*** Opening of Data shown ***

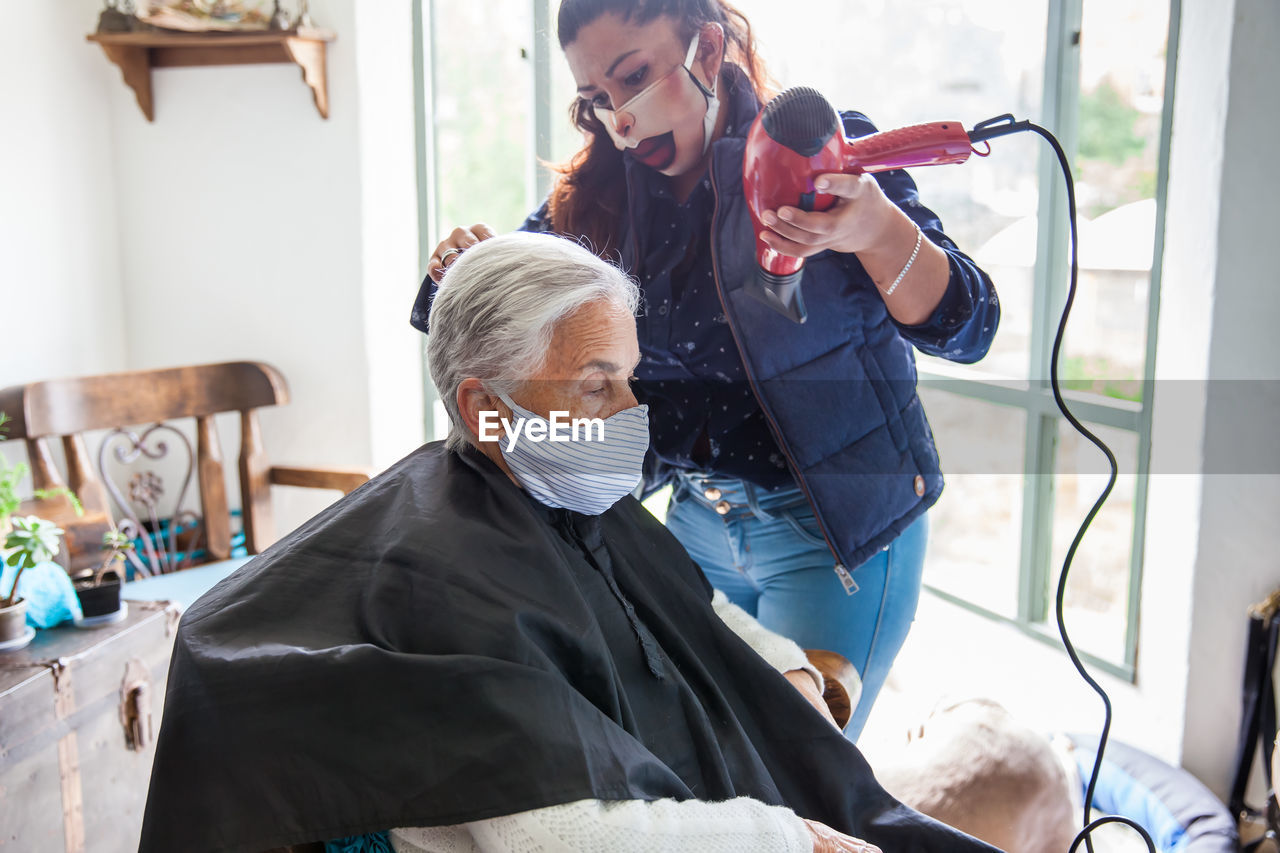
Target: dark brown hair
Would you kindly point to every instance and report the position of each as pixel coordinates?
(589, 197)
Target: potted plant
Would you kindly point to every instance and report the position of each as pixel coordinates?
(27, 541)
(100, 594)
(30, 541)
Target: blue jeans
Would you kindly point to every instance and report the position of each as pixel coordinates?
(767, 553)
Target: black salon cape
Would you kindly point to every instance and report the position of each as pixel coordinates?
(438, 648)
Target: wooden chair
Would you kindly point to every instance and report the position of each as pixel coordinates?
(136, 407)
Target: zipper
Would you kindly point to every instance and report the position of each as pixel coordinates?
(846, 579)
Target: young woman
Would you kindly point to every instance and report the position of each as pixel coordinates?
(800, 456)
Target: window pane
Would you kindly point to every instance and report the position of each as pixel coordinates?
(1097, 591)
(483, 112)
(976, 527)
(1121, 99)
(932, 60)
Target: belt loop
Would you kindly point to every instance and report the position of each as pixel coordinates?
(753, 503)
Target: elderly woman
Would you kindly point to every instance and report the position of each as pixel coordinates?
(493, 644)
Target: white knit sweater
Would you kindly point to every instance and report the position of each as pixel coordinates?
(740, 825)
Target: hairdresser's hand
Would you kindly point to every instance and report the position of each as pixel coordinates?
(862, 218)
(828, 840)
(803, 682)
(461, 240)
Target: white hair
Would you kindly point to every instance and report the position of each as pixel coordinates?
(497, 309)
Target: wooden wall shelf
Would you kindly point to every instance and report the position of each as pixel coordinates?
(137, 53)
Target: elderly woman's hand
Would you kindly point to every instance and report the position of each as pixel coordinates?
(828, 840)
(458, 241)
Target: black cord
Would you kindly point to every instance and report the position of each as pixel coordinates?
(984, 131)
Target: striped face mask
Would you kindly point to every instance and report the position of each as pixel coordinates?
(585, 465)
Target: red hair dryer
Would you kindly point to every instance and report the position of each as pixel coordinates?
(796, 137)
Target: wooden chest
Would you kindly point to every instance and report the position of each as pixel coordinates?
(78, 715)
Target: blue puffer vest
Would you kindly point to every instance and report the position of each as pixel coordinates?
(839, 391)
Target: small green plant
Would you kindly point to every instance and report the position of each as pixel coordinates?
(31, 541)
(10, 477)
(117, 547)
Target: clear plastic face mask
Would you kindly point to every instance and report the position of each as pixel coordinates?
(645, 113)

*** Close of Data shown ***
*** Opening of Data shown ***

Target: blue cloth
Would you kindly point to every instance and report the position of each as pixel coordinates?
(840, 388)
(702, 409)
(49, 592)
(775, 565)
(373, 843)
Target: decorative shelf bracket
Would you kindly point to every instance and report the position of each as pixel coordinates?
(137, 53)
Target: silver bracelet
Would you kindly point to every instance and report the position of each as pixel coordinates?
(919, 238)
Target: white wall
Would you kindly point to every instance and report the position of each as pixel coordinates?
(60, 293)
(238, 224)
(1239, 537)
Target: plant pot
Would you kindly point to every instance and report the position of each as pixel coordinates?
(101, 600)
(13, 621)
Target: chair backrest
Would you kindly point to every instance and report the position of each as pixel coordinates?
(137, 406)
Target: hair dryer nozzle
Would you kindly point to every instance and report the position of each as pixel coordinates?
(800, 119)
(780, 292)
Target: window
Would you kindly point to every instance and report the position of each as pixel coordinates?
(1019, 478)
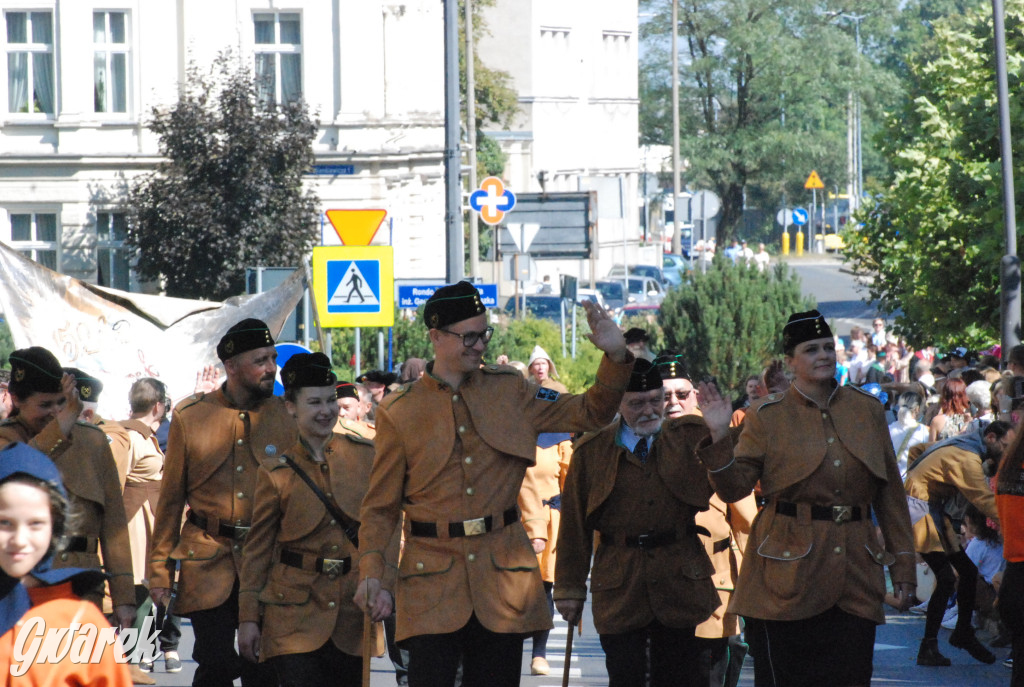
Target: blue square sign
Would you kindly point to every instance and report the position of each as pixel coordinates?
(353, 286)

*** Close of Data shown ***

What you need to do:
How many lines of the entries above include the word "plant"? Reply with the number alone.

Exercise response:
3